• [Directions]: Where a line contains "# annotate each", start there and write out that line and each one after it, word for word, through the final line of the entries; add nothing else.

***** Given data

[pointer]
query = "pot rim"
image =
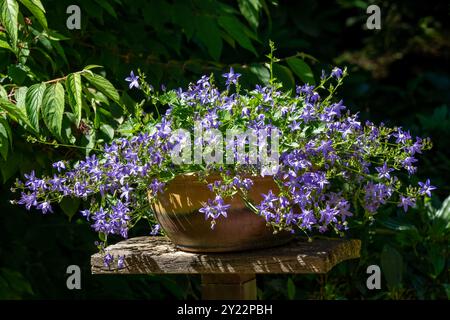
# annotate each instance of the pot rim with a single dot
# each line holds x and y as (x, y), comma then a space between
(192, 178)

**********

• [Worked solution]:
# annotate each instance of the pot rim with a single dot
# each line holds x and y as (x, y), comma then a space between
(192, 178)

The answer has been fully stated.